Problem →
Only the lines from the one with "Where can the hand" through the final line should be given again, exactly as they appear, minus the pictures.

━━━ Items ━━━

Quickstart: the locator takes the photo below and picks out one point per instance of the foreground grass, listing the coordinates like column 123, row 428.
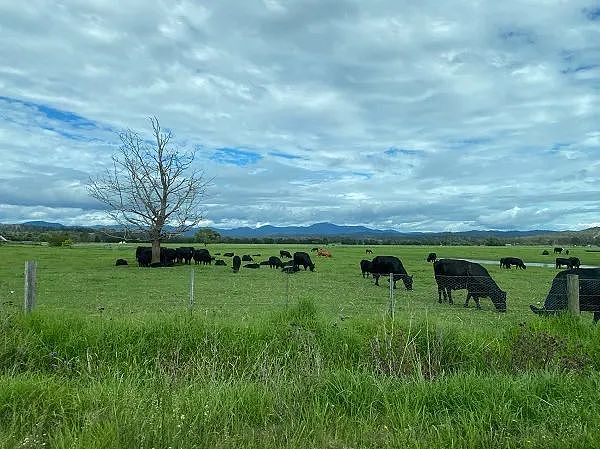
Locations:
column 295, row 380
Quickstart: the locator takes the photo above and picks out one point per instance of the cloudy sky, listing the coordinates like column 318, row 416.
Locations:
column 415, row 116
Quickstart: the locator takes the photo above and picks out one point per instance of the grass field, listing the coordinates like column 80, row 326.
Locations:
column 113, row 356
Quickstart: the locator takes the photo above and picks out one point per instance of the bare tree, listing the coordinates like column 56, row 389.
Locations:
column 152, row 185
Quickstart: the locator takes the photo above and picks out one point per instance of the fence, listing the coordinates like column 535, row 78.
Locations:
column 247, row 293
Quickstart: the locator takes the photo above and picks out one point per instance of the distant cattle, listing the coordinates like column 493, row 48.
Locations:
column 456, row 274
column 237, row 262
column 382, row 265
column 507, row 262
column 184, row 254
column 560, row 261
column 302, row 258
column 202, row 256
column 589, row 293
column 274, row 262
column 323, row 253
column 366, row 267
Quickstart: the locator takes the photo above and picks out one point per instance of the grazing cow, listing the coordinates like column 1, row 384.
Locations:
column 456, row 274
column 323, row 253
column 275, row 262
column 560, row 261
column 302, row 258
column 184, row 254
column 589, row 293
column 202, row 255
column 507, row 262
column 365, row 267
column 237, row 262
column 382, row 265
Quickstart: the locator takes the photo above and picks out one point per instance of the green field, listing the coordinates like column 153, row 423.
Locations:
column 115, row 357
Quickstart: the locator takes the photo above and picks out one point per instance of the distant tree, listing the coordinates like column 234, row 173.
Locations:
column 152, row 188
column 207, row 235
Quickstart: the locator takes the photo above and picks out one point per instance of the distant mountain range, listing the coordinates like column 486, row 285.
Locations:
column 322, row 230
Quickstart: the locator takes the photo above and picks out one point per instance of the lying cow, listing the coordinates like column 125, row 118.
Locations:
column 457, row 274
column 589, row 293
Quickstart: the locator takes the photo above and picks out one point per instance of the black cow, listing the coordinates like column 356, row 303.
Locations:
column 237, row 262
column 275, row 262
column 184, row 254
column 457, row 274
column 302, row 258
column 507, row 262
column 365, row 267
column 202, row 255
column 382, row 265
column 560, row 261
column 589, row 293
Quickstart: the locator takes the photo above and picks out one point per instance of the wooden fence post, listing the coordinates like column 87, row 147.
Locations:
column 392, row 309
column 573, row 293
column 191, row 289
column 30, row 281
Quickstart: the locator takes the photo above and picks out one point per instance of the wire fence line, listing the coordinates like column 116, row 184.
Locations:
column 337, row 295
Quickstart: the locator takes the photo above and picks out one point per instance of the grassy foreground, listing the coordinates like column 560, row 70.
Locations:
column 328, row 369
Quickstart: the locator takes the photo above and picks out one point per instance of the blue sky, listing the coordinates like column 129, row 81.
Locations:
column 417, row 116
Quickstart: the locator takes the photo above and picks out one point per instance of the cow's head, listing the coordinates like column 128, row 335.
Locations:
column 500, row 301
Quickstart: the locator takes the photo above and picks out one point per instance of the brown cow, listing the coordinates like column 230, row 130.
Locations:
column 323, row 252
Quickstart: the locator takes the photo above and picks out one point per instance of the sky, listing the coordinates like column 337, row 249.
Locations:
column 413, row 116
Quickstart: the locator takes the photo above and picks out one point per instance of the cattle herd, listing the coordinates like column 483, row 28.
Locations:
column 449, row 274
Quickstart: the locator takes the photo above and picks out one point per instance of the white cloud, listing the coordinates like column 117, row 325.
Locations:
column 495, row 105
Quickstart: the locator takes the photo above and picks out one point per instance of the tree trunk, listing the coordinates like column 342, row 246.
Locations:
column 156, row 251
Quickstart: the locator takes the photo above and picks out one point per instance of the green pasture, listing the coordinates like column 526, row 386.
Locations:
column 113, row 357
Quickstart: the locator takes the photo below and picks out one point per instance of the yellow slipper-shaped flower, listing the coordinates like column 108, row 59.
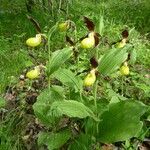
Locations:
column 90, row 79
column 88, row 42
column 63, row 26
column 124, row 70
column 34, row 41
column 33, row 74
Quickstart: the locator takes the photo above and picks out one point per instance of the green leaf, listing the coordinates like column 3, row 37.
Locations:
column 82, row 142
column 121, row 122
column 43, row 105
column 72, row 109
column 112, row 60
column 68, row 78
column 54, row 140
column 2, row 102
column 57, row 59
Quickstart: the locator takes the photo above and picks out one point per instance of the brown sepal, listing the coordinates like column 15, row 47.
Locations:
column 94, row 62
column 68, row 39
column 96, row 40
column 125, row 33
column 83, row 37
column 129, row 57
column 89, row 24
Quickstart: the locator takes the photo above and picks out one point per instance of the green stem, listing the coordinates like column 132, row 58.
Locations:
column 49, row 47
column 122, row 86
column 81, row 97
column 95, row 94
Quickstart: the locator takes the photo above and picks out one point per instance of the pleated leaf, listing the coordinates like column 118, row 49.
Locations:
column 112, row 60
column 68, row 78
column 57, row 59
column 71, row 108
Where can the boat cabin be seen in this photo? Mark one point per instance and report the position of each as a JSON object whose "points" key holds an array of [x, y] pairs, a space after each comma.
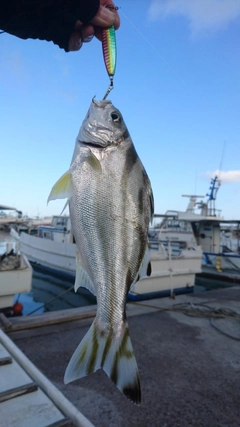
{"points": [[59, 230]]}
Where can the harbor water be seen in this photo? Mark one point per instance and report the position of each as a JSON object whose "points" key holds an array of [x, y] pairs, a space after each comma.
{"points": [[51, 292]]}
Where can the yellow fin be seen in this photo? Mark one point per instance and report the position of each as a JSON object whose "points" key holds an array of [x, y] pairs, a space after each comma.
{"points": [[62, 189]]}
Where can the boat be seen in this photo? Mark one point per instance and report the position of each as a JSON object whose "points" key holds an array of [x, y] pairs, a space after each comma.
{"points": [[15, 277], [210, 230], [54, 250]]}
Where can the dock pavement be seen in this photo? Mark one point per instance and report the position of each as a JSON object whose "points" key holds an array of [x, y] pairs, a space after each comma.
{"points": [[187, 350]]}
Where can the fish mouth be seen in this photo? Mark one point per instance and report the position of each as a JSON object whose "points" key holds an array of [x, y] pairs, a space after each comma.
{"points": [[102, 103]]}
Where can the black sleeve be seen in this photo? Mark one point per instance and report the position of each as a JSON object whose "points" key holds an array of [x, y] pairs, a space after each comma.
{"points": [[51, 20]]}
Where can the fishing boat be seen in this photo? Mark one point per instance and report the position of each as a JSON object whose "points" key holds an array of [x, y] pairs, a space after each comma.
{"points": [[54, 250], [208, 229], [15, 276]]}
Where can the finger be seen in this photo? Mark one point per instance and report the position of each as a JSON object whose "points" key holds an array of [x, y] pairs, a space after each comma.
{"points": [[110, 3], [104, 18], [75, 41]]}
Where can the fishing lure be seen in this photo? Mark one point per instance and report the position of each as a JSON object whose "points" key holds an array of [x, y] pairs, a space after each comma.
{"points": [[109, 52]]}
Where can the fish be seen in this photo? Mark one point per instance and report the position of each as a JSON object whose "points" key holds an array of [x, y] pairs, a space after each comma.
{"points": [[111, 205]]}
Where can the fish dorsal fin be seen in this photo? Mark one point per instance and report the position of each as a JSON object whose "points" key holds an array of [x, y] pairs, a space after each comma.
{"points": [[82, 278], [144, 270], [62, 189]]}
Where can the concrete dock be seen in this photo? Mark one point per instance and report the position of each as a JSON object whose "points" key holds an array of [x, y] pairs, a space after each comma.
{"points": [[187, 350]]}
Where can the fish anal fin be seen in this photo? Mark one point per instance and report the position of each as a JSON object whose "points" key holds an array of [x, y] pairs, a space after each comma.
{"points": [[62, 189], [111, 352]]}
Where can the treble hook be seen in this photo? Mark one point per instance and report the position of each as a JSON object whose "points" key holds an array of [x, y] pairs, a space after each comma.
{"points": [[109, 88], [109, 51]]}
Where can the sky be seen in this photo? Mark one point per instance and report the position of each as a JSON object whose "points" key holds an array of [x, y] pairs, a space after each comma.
{"points": [[177, 86]]}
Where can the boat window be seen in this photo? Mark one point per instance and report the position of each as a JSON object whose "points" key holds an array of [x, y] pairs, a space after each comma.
{"points": [[61, 221], [47, 234]]}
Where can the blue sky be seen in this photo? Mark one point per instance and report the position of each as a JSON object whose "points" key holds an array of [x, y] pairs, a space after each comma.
{"points": [[177, 85]]}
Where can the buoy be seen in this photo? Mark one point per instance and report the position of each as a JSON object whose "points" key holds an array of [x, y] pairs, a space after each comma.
{"points": [[17, 308]]}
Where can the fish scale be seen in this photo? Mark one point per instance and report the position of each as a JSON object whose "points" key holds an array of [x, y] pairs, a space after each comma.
{"points": [[111, 204]]}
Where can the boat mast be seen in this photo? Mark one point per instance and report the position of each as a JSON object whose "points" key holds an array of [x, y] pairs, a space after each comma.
{"points": [[212, 196]]}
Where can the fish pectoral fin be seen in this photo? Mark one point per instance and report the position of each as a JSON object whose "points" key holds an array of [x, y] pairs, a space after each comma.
{"points": [[89, 157], [113, 353], [145, 269], [82, 279], [62, 189]]}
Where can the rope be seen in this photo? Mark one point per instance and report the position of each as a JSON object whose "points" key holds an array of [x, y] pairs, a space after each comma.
{"points": [[201, 310]]}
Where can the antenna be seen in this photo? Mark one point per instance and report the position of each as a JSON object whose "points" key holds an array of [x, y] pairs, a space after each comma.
{"points": [[221, 161]]}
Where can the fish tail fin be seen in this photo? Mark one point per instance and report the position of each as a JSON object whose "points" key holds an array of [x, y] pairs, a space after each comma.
{"points": [[111, 352]]}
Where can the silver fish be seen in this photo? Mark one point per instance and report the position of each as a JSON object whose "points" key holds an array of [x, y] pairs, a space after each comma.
{"points": [[111, 205]]}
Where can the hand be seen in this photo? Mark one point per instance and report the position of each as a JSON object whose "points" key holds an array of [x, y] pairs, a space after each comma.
{"points": [[103, 19]]}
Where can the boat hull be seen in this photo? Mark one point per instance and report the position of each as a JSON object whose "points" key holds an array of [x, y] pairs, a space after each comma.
{"points": [[14, 282], [169, 274]]}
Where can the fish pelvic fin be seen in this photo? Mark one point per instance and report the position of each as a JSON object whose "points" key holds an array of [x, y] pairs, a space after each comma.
{"points": [[62, 189], [111, 352], [82, 279], [145, 269]]}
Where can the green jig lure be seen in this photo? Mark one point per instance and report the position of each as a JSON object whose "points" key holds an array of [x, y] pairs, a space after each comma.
{"points": [[109, 52]]}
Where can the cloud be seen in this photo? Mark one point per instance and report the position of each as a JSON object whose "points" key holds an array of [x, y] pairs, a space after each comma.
{"points": [[228, 176], [201, 14]]}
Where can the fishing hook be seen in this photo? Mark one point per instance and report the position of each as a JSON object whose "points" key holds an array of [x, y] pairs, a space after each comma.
{"points": [[109, 51]]}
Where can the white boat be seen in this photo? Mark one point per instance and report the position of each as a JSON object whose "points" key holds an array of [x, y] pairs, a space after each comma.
{"points": [[15, 277], [207, 228], [54, 249]]}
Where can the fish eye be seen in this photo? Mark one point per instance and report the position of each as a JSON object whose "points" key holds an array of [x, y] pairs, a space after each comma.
{"points": [[116, 118]]}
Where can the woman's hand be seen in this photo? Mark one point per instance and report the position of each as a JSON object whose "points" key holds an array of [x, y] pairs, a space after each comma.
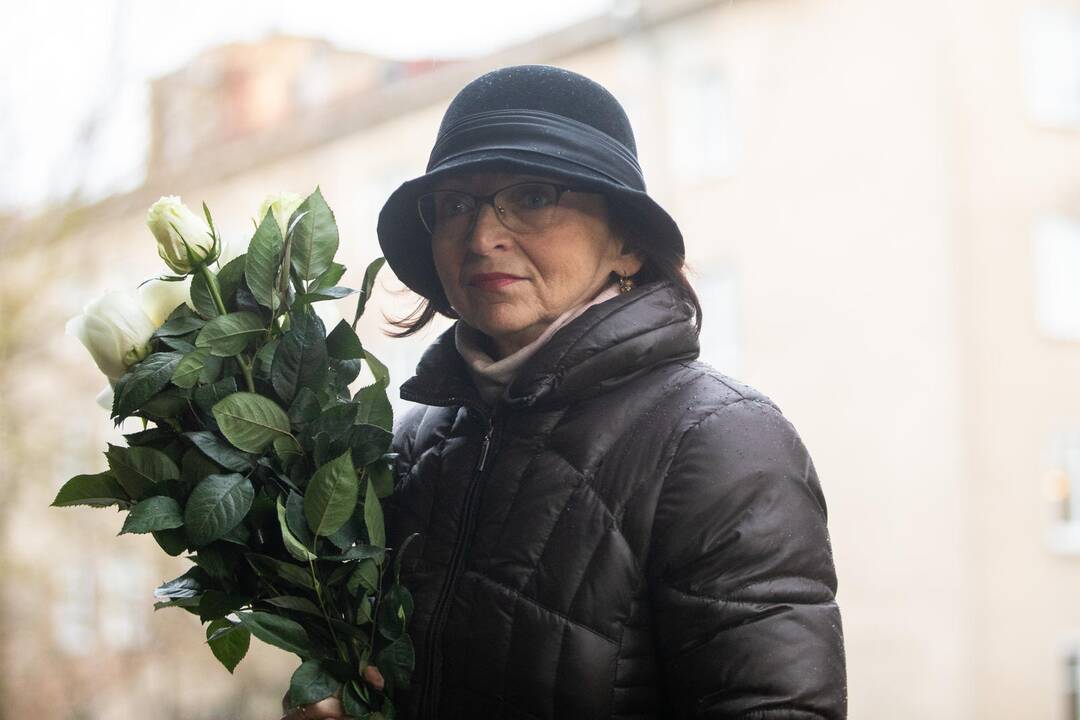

━━━

Output for this exercise →
Where can the hand be seen in this photo? Mark one point per instance and report the position of each as a JSON object whose "points" key holds an array of [x, y] pairs, a space after each comma.
{"points": [[103, 19]]}
Where can the boat hull be seen in this photo? Mark one point per instance and report the position of each as a JSON object whose "points" key holds an array of [x, y] pairs, a space after each comma.
{"points": [[14, 282], [169, 274]]}
Where can the fish pelvic fin be seen in this photo? Mark one point per instance and report the position of each as a JSON object whose "points" key holds an array of [x, y] pairs, a space after each comma.
{"points": [[62, 189], [111, 352], [82, 279], [145, 269]]}
Where can the green jig lure be seen in this photo? Mark one point per instance and report the position of each as a JSON object whose "points" key holds an array of [x, y] pairs, a space after each comma.
{"points": [[109, 52]]}
Where can the cloud be seen in this photo? Mark one point per instance and report the position of each as a JSON object whose "points" key holds an array of [x, y] pairs, a space after each comma.
{"points": [[228, 176], [201, 14]]}
Where can the fishing hook be seen in this photo? Mark one point per instance and report the position of each as a JSON object whose "points" key holds an array of [x, y] pairs, a space after each comma.
{"points": [[109, 51]]}
Where can the white boat be seen in this photo? Mark one point per instance and report the position of each as a JSON object whose "points" key holds an array of [x, y] pairs, a space after each comma.
{"points": [[15, 277], [207, 228], [54, 249]]}
Where can the fish eye be seen in this photo? Mark one point per instance and report the position of each as a JSON object whose "points" key holds an array of [x, y] pairs, a space after each comma.
{"points": [[116, 118]]}
Where can the woman's hand be seen in this photo? Mark one point per instance and report the position of each as a JSON object whose "points" key holds an array of [x, y] pairs, a space after each comma.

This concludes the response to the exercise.